> [Assignment] Return the entries below in their exact form, leaving the pictures out.

> [Task data]
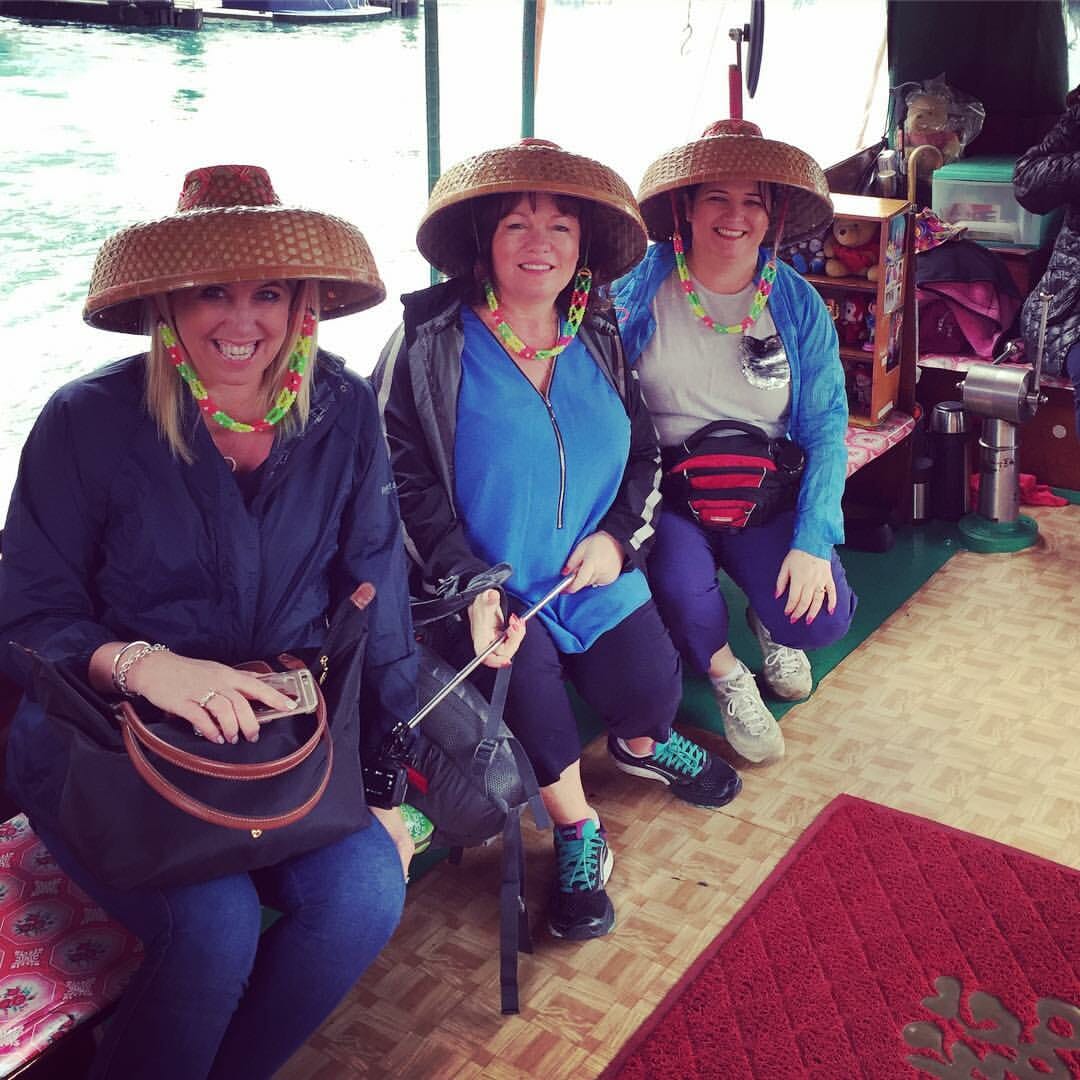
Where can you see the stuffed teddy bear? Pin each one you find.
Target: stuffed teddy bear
(927, 122)
(851, 250)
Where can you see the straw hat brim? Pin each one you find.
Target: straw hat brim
(219, 245)
(446, 235)
(719, 158)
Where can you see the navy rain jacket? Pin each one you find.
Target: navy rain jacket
(109, 537)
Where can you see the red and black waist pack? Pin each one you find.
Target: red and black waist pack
(730, 475)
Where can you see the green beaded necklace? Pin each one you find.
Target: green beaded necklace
(574, 316)
(294, 377)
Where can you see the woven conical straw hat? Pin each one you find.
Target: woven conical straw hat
(447, 234)
(230, 226)
(734, 148)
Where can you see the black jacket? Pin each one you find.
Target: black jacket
(1045, 177)
(417, 381)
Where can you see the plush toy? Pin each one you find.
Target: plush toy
(851, 250)
(851, 328)
(927, 121)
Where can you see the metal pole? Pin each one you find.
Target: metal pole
(529, 69)
(431, 86)
(481, 657)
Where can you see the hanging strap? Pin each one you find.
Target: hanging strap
(514, 934)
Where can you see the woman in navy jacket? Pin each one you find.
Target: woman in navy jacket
(158, 537)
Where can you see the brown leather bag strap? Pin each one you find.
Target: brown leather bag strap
(136, 736)
(191, 806)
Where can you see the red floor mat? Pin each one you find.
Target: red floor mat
(882, 946)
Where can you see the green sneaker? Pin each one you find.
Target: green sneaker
(420, 827)
(580, 907)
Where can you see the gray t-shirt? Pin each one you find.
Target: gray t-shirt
(690, 375)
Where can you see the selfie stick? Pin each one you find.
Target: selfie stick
(481, 657)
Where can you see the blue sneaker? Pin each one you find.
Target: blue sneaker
(580, 908)
(689, 770)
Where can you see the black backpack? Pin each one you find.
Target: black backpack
(470, 774)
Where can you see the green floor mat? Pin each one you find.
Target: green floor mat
(881, 581)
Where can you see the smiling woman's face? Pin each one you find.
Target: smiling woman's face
(233, 332)
(729, 220)
(535, 251)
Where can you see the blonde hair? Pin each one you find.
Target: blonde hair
(165, 390)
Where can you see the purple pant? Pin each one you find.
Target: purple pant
(683, 575)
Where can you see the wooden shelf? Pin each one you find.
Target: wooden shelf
(844, 284)
(848, 353)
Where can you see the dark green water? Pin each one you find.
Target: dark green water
(98, 126)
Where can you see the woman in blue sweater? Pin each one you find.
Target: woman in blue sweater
(517, 435)
(718, 329)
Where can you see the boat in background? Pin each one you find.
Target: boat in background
(296, 5)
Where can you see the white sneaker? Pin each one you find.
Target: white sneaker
(786, 672)
(750, 727)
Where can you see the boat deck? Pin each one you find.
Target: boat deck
(961, 706)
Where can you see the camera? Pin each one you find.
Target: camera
(386, 783)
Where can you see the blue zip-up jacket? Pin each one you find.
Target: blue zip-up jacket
(418, 379)
(109, 537)
(819, 414)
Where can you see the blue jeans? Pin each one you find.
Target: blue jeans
(683, 576)
(215, 999)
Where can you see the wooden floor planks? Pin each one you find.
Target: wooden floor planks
(962, 706)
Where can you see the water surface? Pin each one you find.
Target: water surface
(100, 124)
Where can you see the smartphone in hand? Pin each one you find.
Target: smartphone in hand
(299, 685)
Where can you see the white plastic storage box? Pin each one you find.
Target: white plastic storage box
(977, 192)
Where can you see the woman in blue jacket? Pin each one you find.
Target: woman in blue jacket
(718, 329)
(517, 435)
(160, 532)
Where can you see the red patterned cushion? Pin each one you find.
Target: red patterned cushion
(62, 958)
(865, 444)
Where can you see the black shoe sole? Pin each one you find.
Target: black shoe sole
(723, 800)
(596, 928)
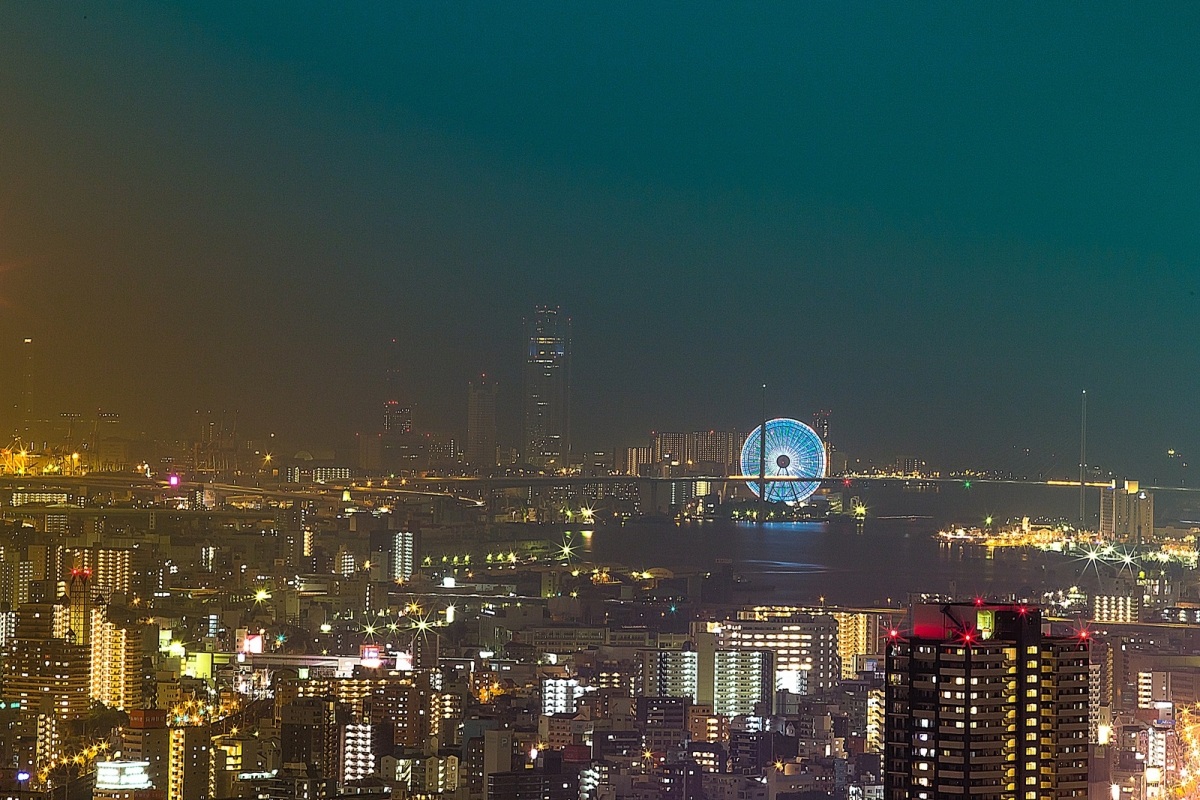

> [Reply to the task]
Where can you see the stuffed teddy bear? Pin each one you find.
Target: stuffed teddy bear
(927, 122)
(851, 250)
Where can you see the straw hat brim? Pin each one you find.
Target: straw hat brim
(219, 245)
(446, 235)
(719, 158)
Where can you see the navy rain jacket? Pin each one you find.
Target: navy rain jacket
(109, 537)
Where can you see the red and black waist pack? Pin each one you find.
Target: red and black waist pack
(730, 475)
Where can you see the green beaded necklace? Pin each one you find.
Target: green beaded necklace
(574, 316)
(294, 377)
Where can you see the woven conical straw hat? Pin each one you find.
Target: woven conical straw hat
(447, 234)
(230, 226)
(734, 148)
Where can you see the black jacket? Pin each one you find.
Target: black jacket
(1045, 177)
(417, 381)
Where can you see the plush toy? Pin each one you find.
Target: plush toy
(851, 250)
(851, 328)
(927, 121)
Where can you see the metal pole? Pin each one you find.
Target: metal pole
(529, 69)
(431, 86)
(481, 657)
Where can you see the hanging strap? Pin each one you find.
Target: hanging strap
(514, 934)
Where can you see the woman in navy jacket? Pin each one you find.
Target: woman in navy jacket
(158, 537)
Where can you see the brown leather bag strap? Pin each one you find.
Target: brown leather bag strap
(136, 736)
(191, 806)
Where can you see the red floor mat? Pin each one you find.
Target: red floor mat
(882, 946)
Where can you see the green sneaker? Pin each one you find.
Target: green sneaker
(420, 827)
(580, 907)
Where can you see the gray t-shirt? Pin each one you find.
Target: gray t-shirt
(690, 375)
Where can you see the selfie stick? Pin each one you find.
Target: selfie stick
(481, 657)
Where can you see the blue sneaker? Pin each one you find.
Target: blue sneaker
(580, 908)
(689, 770)
Where can you see the black backpack? Pin each one you find.
Target: black backpack
(470, 774)
Where can you see the green floor mat? Pin each one you find.
Target: green floor mat
(881, 581)
Where can you see the smiling woman's face? Pin each one you find.
Target: smiling woman's face
(233, 332)
(729, 220)
(535, 251)
Where can you see the blonde hair? Pin each one you find.
Target: blonde hair
(165, 390)
Where can you see the purple pant? Pin each one you find.
Target: purple pant
(683, 575)
Where can you see the wooden shelf? Pin each one you find.
Target: wooden shelf
(844, 284)
(848, 353)
Where can you see the dark green water? Pin each one you find.
Target: dark green water
(98, 126)
Where can you see the woman in blue sweater? Pin each one you find.
Target: woman in blue sweater
(517, 435)
(718, 329)
Where can you see the boat in background? Pin each one you find.
Target: boat in background
(296, 5)
Where can you see the white sneaker? Pin each one you find.
Target: white sneaker
(786, 672)
(750, 727)
Where can you see the boat deck? Pin each one you find.
Target: boat deck
(961, 706)
Where can you see the camera? Pin each one you find.
Target: camera
(386, 783)
Where can you see the blue zip-up jacket? Pin each one you find.
Target: blue zip-up jacket
(418, 379)
(109, 537)
(819, 414)
Where can you see the blue jeans? Pin each one you find.
Target: blue jeans
(683, 576)
(215, 999)
Where can you see the wooden floor planks? Pin each one you find.
Target: wooden floor planks
(962, 706)
Where can you see the water surface? Pin each one you find.
Target: water surface
(100, 124)
Where can you see the smartphone in hand? Pin each one you find.
Target: smartphone in hand
(299, 685)
Where can you see the white plastic storage box? Pin each one you find.
Target: white plastic storage box
(977, 192)
Where can you see the woman in blue jacket? Pin each one you find.
Target: woman in blue jacket
(718, 329)
(517, 435)
(160, 532)
Where can you see the red patterned cushion? Pin each one you find.
Target: red patterned cushion
(62, 958)
(865, 444)
Where can you see the black shoe sole? Pin each one you find.
Target: black shoe sole
(723, 800)
(596, 928)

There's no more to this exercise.